§ Text passage
%%

Balm Skincare is creating a cleanse-tone-moisturize routine free of chemical stabilizers, synthetics or preservatives, and full of raw and organic ingredients.
Two main products make up the first part of the routine: cleansers and buffing grains.
“They are typically used in combination with each other,” says Founder Lindsey Moeller.
Raw honey, organic aloe vera, vitamin E and citric acid make the ingredient list for the cleanser, while buffing grains are made up of things like organic oats, kaolin clay and almonds. A toning water with apple cider vinegar and witch hazel, and a face cream with organic sweet almond oil, organic apricot seed oil, aloe vera and cocoa butter round out the skincare routine. Herbs and active ingredients are added to base formulas to create variations for Balm’s products.
With raw and organic ingredients, “We have to educate our consumer base that there are shelf lives to these,” Moeller says. For that reason, “Everything is made fresh. It’s made to order.”
Balm is also transparent about what that costs, breaking down the cost of each product by ingredients, labor, eco-packaging and transportation. Moeller says she knows their prices might seem on the higher end, but much of it correlates to the high quality of the ingredients.
“That comes with a little bit of a price tag,” she says. “I just think it’s fair for our consumers to understand that.”
Balm products are similar to the ones Moeller was making for herself. Her path to more alternative lifestyles and natural products was forged following her mother’s cancer diagnosis. After conventional treatments didn’t work, “We just had no other option but to look somewhere else,” Moeller says.
While alternative treatments weren’t enough to cure her mother, she did see much progress, and it left Moeller with the realization this was her world. This is what she needed to be doing.
Moeller began studying herbalism, eventually transferring those skills into opening an herbal laboratory. One of the biggest issues she and her family found through exploring alternative medicine and visiting different institutes, was that it was easy to find products on-site, but when left to their own devices, it was difficult to find the ingredients, and even natural practitioners, to continue certain treatments. Calling on her degrees in biology and molecular genetics and experience working in a lab during school, and her cousin’s career as a pharmacist, the duo opened Botavi Labs.

%%

§ Provided data

%%

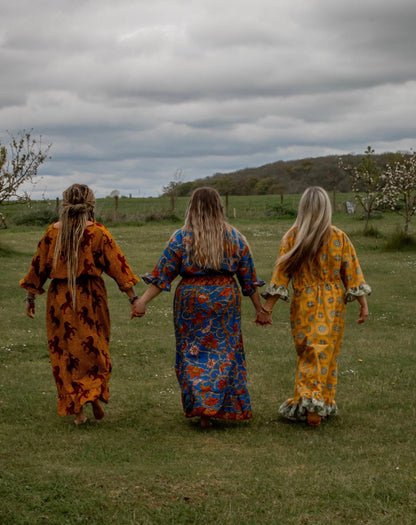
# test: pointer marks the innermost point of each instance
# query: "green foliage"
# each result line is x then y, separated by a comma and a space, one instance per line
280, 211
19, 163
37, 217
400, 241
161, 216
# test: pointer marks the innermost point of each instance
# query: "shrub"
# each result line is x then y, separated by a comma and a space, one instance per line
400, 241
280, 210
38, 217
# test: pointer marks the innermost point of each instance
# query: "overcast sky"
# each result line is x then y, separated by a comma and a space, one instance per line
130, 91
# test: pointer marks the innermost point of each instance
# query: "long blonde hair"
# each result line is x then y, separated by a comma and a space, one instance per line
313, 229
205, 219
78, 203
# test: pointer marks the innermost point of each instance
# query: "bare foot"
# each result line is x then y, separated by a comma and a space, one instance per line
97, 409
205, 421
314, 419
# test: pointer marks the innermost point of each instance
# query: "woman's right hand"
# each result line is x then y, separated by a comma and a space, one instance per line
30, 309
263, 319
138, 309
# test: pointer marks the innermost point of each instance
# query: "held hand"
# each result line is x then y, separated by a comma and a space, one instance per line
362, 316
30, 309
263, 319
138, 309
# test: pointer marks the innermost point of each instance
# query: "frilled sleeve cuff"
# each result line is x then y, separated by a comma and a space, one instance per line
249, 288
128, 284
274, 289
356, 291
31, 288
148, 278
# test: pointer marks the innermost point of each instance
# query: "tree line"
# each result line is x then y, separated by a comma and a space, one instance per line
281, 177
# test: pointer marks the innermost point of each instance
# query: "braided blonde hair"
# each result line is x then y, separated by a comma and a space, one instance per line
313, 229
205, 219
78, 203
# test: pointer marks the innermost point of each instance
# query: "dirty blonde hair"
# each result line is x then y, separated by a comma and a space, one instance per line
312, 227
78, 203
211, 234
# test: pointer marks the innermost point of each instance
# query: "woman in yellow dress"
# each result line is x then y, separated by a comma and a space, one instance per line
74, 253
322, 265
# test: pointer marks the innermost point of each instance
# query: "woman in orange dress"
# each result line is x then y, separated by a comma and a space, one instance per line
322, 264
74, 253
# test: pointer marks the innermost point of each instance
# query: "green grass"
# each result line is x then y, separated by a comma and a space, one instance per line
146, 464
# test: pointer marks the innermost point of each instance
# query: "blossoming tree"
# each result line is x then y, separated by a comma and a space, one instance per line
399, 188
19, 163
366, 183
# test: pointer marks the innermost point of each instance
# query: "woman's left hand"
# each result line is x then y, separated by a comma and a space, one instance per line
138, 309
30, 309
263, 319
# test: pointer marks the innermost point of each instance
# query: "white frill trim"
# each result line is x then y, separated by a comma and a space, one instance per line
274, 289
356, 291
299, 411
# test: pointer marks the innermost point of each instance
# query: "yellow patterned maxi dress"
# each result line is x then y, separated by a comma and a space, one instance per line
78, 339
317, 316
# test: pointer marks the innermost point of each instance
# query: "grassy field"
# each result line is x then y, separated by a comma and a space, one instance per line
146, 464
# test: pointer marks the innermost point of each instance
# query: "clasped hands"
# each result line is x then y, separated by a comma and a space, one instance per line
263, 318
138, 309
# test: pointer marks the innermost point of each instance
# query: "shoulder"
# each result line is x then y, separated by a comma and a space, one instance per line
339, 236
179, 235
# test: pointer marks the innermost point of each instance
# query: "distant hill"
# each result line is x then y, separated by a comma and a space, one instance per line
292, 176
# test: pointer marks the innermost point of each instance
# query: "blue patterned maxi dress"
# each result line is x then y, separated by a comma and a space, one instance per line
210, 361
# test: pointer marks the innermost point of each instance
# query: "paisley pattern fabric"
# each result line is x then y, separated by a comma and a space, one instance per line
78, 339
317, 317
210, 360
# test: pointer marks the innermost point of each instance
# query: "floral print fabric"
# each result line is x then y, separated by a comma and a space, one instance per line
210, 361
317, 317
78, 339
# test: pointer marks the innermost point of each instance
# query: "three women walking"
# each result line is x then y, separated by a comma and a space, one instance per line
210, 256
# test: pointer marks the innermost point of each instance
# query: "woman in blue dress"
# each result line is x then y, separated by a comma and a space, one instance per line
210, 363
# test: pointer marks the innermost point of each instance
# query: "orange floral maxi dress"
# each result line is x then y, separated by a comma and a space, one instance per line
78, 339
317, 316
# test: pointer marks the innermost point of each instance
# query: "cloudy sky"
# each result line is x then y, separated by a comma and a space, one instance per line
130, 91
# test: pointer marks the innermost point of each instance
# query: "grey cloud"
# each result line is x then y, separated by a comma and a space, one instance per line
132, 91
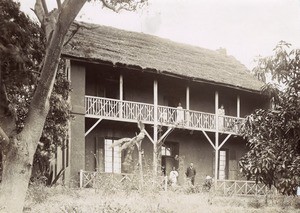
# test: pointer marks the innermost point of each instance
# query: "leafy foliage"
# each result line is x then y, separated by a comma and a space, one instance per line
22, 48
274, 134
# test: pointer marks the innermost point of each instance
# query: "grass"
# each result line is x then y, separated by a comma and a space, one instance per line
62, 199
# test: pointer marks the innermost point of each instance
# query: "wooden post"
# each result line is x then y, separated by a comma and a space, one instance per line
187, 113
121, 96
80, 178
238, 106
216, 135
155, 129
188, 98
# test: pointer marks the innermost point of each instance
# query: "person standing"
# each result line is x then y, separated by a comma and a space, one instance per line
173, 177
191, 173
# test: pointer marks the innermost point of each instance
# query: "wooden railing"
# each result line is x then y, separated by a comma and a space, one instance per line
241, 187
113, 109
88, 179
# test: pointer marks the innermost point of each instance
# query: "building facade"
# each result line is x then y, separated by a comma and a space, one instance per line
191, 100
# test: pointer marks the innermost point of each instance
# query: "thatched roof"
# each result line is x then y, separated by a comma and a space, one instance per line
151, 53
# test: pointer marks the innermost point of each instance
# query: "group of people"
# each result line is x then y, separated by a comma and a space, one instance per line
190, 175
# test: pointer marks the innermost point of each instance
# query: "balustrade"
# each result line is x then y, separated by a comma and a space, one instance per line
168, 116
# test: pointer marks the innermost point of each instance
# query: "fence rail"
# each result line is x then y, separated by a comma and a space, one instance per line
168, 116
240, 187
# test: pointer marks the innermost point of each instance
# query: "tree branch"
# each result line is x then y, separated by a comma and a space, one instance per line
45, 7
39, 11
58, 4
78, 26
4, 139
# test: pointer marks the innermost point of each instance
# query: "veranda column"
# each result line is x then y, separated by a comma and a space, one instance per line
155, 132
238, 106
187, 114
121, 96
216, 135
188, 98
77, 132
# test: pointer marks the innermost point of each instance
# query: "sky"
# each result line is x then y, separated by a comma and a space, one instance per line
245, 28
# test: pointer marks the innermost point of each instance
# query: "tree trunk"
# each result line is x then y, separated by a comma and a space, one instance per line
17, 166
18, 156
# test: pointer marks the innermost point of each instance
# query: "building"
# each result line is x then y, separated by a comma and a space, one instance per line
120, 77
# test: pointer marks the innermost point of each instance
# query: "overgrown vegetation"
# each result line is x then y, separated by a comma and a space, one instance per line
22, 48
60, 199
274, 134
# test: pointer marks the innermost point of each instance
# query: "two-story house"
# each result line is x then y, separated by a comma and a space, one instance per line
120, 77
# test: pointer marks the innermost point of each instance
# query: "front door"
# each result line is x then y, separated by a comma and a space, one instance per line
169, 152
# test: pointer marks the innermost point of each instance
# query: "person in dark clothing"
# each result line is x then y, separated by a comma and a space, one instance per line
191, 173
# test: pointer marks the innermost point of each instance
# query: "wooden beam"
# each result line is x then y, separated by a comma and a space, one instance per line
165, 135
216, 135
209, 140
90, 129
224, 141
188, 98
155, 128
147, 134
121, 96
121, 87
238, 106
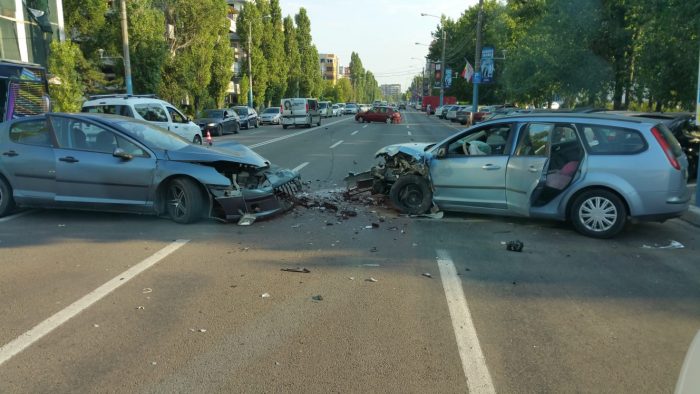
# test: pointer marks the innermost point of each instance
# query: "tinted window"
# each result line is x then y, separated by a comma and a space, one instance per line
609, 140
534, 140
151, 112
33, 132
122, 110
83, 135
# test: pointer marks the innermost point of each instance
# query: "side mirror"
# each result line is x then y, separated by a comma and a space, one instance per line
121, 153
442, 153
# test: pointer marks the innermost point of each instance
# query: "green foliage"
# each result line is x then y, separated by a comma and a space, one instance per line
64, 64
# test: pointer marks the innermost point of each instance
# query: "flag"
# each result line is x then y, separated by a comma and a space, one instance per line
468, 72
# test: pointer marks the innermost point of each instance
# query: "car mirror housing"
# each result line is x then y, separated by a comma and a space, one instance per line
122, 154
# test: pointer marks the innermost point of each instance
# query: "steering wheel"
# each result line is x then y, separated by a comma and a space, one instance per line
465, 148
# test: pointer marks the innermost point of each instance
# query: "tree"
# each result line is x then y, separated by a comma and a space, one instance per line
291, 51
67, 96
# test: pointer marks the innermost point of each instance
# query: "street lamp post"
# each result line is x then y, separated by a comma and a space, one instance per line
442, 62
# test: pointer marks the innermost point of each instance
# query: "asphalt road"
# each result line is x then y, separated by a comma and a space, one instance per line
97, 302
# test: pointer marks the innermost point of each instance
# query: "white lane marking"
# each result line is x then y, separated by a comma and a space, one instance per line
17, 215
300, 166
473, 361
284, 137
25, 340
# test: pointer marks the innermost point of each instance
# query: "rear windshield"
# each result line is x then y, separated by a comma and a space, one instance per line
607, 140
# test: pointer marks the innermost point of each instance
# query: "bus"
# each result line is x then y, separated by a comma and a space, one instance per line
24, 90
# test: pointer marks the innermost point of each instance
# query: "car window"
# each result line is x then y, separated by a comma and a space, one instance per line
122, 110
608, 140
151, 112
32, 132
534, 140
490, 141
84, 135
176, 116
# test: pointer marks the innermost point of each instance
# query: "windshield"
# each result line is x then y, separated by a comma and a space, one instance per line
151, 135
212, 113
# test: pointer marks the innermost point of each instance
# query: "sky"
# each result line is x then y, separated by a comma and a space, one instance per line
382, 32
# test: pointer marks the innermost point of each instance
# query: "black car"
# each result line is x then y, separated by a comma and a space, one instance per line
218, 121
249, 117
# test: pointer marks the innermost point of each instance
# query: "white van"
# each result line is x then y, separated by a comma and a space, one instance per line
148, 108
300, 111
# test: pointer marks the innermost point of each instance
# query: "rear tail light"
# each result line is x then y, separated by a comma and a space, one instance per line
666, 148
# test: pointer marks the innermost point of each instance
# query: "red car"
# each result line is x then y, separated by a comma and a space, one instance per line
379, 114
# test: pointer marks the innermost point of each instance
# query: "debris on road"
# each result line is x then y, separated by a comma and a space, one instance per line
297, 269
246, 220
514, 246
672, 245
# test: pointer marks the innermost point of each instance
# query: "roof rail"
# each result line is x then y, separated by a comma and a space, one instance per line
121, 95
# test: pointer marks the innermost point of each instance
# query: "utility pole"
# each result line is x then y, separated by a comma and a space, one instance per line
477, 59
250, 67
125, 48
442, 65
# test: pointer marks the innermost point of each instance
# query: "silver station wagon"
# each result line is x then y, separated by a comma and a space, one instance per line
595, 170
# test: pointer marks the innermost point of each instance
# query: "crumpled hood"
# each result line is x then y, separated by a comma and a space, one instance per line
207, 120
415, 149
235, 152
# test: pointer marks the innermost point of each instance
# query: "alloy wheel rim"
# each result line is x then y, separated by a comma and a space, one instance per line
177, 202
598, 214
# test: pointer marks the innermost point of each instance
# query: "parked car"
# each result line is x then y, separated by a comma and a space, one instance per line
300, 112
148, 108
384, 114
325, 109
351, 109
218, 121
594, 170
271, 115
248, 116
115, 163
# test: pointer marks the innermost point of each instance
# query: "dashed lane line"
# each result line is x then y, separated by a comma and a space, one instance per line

%%

§ Explore the material
1. Reproduce everything in the Balm Skincare text above, from "Two main products" down to "for Balm’s products.".
2. Carry the Balm Skincare article forward from its last sentence, writing the passage that comes next.

§ Answers for this exercise
1.
Two main products make up the first part of the routine: cleansers and buffing grains.
“They are typically used in combination with each other,” says Founder Lindsey Moeller.
Raw honey, organic aloe vera, vitamin E and citric acid make the ingredient list for the cleanser, while buffing grains are made up of things like organic oats, kaolin clay and almonds. A toning water with apple cider vinegar and witch hazel, and a face cream with organic sweet almond oil, organic apricot seed oil, aloe vera and cocoa butter round out the skincare routine. Herbs and active ingredients are added to base formulas to create variations for Balm’s products.

2.
Moeller explains that the lab provided essentially an herbal pharmacy where they could source and prepare herbal remedies for patients of natural practitioners. It also acts as the production center for Balm Skincare, giving the lab a direct to consumer outlet.
Moeller partnered with a previous coworker, Katie Schacht, who took on a marketing and operations role, to launch the business of Balm Skincare on Cyber Monday.
“I wanted to be a part of Balm because I believe in the mission of encouraging naturally healthy lifestyles, and skincare is a great first step,” Schact says.
The duo turned to many of the available local business-building resources to help get the bootstrapped operation off the ground, touching base with everyone from the city’s small business concierge, Ryan Schick, to SCORE, to ECDI, to Ryan Frederick. Moeller says that if one connection didn’t have the right resources, they’ve been able to refer her to someone who might.
For now, Balm’s products are available primarily online since they are made to order. Because of the shelf life, stocking at storefronts does present a challenge, but can be made possible through transparency and closely monitoring inventory.
Moeller and Schact are working on a few other ways to get Balm Skincare products to customers.
“I really want to stick with this line first and substantiate that,” Moeller says, but plans are in the works for sample packs so customers can more readily test the products, as well as a subscription service that keeps fresh products coming at regular intervals.